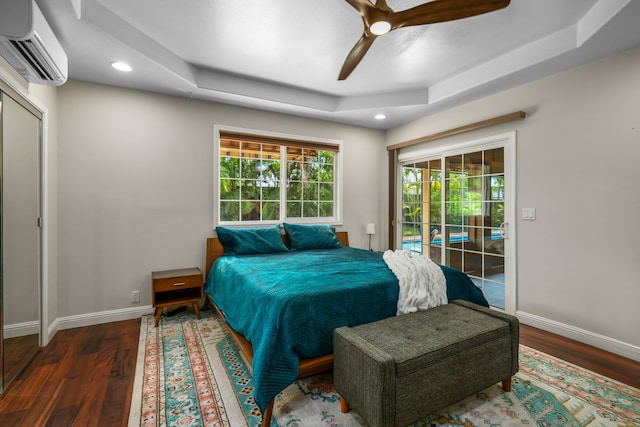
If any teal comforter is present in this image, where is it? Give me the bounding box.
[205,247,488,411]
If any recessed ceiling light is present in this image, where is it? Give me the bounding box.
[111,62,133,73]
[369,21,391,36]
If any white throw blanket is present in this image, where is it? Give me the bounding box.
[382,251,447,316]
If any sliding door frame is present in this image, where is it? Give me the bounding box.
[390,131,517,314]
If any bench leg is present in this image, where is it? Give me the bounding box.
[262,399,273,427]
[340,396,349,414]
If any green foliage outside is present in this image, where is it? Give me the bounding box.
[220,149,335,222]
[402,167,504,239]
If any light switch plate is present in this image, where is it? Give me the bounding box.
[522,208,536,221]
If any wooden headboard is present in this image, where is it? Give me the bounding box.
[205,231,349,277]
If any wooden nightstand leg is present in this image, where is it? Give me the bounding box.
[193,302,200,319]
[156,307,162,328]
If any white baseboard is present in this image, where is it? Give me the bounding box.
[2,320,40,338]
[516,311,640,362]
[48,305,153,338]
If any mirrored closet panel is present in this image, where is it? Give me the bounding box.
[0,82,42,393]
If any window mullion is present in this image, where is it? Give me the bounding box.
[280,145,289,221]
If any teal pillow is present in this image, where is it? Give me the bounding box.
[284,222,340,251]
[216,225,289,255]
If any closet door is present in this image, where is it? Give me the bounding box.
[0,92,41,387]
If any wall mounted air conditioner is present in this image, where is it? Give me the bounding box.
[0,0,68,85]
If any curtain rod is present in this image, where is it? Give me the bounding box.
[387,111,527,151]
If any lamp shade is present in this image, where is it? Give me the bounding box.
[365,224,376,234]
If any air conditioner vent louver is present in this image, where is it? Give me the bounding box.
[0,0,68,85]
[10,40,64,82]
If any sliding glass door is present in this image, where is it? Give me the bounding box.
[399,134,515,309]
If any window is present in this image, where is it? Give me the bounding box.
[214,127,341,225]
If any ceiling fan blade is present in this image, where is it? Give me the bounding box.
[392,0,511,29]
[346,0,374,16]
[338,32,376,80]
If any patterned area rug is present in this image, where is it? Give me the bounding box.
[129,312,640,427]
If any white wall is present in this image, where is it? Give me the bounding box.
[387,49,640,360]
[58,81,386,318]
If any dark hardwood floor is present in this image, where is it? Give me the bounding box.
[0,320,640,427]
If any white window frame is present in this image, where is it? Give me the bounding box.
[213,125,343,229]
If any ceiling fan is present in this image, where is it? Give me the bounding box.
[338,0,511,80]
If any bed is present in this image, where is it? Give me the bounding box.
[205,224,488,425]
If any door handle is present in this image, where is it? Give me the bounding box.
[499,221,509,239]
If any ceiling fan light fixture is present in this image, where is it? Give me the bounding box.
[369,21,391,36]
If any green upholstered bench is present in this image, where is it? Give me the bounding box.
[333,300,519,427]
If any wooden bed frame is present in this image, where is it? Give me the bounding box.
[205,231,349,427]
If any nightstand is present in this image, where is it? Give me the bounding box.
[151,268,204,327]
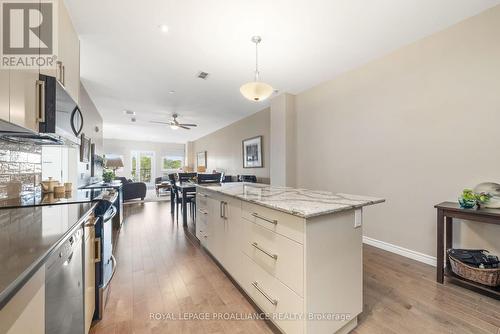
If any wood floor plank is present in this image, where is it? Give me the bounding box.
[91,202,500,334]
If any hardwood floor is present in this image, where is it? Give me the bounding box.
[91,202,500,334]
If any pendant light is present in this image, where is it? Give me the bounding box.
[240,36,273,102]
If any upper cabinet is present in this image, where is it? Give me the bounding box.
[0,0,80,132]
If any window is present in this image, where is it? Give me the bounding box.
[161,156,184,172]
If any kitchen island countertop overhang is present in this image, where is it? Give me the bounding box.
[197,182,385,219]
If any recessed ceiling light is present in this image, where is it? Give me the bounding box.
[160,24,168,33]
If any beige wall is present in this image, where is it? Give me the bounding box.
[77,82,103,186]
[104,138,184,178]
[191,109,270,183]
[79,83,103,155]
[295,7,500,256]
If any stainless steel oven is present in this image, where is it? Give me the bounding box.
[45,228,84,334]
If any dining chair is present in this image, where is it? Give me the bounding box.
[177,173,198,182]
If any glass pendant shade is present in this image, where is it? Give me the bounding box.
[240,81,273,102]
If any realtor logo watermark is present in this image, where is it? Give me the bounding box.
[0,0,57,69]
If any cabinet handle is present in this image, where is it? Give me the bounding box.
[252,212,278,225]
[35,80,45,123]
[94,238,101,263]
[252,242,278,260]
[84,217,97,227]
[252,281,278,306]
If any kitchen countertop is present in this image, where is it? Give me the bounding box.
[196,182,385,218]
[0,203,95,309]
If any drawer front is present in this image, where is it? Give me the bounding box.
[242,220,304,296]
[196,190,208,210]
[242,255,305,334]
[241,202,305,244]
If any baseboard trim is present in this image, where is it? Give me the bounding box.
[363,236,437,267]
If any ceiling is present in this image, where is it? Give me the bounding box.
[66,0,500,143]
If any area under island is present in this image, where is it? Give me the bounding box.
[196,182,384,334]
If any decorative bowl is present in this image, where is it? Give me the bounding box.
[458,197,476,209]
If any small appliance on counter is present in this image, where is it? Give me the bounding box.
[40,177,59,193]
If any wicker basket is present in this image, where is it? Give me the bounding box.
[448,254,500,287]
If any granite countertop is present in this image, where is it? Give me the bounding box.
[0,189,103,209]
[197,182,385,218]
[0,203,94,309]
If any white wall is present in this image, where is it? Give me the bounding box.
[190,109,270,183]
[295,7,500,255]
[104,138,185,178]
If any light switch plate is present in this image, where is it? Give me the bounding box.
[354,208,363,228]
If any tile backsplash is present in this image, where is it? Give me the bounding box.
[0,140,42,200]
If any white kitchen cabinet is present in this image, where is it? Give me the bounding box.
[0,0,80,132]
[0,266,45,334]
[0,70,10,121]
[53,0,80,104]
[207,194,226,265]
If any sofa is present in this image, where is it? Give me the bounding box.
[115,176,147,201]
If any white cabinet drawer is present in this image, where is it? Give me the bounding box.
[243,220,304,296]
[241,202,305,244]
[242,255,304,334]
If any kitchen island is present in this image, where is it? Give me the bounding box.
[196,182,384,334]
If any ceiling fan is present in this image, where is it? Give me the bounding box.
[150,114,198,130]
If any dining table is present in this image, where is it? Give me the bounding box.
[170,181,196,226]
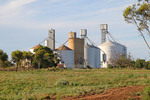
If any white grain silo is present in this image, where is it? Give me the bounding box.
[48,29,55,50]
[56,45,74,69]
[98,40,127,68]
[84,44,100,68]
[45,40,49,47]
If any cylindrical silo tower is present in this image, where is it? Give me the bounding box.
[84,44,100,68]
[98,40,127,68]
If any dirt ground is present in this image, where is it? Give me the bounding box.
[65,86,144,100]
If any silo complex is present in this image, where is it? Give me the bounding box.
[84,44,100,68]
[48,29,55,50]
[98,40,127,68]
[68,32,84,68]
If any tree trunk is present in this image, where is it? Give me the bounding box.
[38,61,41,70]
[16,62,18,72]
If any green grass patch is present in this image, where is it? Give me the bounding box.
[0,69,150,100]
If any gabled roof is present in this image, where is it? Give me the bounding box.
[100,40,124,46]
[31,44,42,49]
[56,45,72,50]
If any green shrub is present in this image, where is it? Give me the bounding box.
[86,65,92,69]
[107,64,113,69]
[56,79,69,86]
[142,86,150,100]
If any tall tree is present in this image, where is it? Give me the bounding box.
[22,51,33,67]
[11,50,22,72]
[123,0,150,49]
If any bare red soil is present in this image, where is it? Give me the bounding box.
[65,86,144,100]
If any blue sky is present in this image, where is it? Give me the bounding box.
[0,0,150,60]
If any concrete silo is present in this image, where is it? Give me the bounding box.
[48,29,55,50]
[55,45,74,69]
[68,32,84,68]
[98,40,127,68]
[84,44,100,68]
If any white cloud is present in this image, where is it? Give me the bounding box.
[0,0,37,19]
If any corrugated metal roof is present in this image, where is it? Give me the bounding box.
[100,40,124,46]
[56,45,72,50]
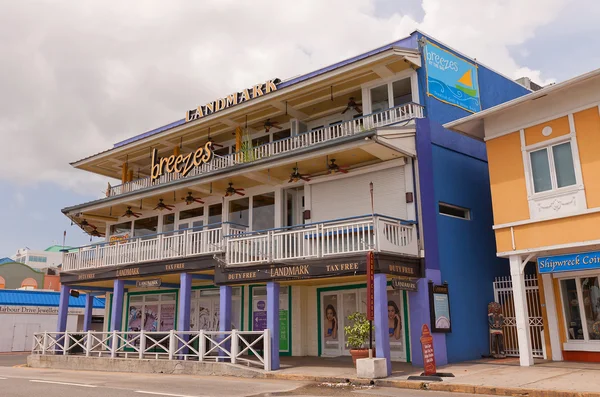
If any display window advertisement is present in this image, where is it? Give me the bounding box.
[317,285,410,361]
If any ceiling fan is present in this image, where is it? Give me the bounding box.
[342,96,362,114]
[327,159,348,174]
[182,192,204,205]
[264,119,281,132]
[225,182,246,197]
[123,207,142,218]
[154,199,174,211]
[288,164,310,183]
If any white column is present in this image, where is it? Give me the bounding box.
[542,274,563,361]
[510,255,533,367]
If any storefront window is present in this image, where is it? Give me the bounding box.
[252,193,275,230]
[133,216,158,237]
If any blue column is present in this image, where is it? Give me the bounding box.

+---+

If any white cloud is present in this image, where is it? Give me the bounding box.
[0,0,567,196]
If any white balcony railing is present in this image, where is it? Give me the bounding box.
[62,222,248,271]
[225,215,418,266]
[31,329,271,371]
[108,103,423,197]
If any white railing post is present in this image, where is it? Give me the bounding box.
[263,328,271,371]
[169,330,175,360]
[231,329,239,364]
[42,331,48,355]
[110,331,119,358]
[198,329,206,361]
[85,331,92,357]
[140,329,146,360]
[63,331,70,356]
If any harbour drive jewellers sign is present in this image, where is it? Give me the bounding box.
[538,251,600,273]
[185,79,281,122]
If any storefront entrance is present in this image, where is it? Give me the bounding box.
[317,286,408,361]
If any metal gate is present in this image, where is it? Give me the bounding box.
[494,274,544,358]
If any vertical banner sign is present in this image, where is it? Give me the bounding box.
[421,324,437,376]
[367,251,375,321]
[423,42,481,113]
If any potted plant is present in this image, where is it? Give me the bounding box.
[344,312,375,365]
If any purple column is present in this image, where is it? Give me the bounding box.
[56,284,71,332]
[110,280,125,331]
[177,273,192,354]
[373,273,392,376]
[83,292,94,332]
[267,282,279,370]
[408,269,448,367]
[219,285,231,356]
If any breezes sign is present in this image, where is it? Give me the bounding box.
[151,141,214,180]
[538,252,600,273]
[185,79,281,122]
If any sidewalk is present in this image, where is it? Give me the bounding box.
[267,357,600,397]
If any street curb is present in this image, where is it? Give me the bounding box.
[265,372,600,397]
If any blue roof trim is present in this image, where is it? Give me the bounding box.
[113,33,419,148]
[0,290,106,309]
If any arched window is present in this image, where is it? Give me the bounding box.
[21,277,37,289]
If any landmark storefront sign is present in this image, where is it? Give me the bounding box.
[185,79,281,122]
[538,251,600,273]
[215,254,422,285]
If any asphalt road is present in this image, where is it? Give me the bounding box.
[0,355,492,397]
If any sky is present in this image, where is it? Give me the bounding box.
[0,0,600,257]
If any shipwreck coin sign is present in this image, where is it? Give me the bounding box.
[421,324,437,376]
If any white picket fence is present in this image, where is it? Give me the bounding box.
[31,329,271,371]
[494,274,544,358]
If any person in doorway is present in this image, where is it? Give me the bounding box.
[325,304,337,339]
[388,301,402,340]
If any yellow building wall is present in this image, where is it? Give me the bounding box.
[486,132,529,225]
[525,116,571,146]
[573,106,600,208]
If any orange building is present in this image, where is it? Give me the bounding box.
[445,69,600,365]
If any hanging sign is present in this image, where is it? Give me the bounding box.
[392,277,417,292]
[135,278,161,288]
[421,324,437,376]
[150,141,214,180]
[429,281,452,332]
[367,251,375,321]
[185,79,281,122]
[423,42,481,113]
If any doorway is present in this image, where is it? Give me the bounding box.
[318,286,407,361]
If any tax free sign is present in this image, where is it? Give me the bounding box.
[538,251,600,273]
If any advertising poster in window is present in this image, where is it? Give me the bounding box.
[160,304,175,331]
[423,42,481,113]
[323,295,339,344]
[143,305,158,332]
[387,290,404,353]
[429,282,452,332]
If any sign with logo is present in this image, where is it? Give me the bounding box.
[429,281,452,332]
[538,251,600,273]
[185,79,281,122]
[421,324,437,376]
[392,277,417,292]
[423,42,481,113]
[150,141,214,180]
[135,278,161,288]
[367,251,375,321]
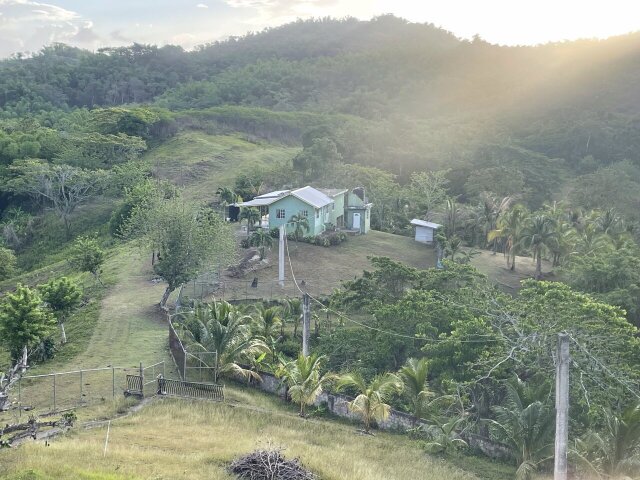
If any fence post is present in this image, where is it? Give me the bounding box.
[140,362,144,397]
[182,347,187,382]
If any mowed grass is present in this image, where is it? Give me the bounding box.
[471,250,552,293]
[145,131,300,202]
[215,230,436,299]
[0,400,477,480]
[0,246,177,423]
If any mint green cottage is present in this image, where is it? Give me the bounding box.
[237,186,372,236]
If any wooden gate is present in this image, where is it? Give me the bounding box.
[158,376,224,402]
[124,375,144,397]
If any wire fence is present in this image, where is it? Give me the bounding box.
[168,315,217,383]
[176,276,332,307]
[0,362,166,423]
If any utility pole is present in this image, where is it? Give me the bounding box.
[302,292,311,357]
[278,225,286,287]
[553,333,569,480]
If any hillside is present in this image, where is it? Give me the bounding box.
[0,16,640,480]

+---+

Problem statement: Print everything in the data above from the line containing "If any bed is" down to the line containing "[45,228,84,334]", including both of those lines, without the pictures.

The result:
If any bed is present in this image, where is it? Give me the bounding box.
[205,224,488,425]
If any door handle is present in this image, where is it? Give me the bounding box.
[499,221,509,239]
If any ceiling fan light fixture is present in this image, where is it? Give me the bounding box.
[369,21,391,36]
If any green upholstered bench is present in this image, where is it? Give me the bounding box.
[333,300,519,427]
If any wooden bed frame is present in this image, where is it? Give me the bounding box.
[205,231,349,427]
If any nightstand is present in this image, where is it? Give me the bounding box.
[151,268,204,327]
If any wood floor plank is present in this image, where is it? Give me the bounding box.
[91,202,500,334]
If any hardwood floor is present in this image, where is it? Give me the bounding box.
[91,202,500,334]
If any pendant light is present in this image, where is it? Give me the bounding box.
[240,36,273,102]
If any upper cabinet is present in this image, where is it? Give me the bounding box.
[0,0,80,132]
If any window is present in this image, where is it? Give me the bounding box.
[161,156,184,172]
If any kitchen island countertop overhang is present in this image, where is it? Give me the bounding box.
[197,182,385,219]
If any recessed ceiling light is present in this image, where is it? Give me the bounding box.
[160,24,168,33]
If any beige wall is present in this image, where is it? Give me the bounding box.
[77,82,103,186]
[104,138,184,178]
[191,109,270,183]
[79,83,103,155]
[295,7,500,256]
If any stainless steel oven is present in this image, where is it? Give me the bounding box.
[45,228,84,334]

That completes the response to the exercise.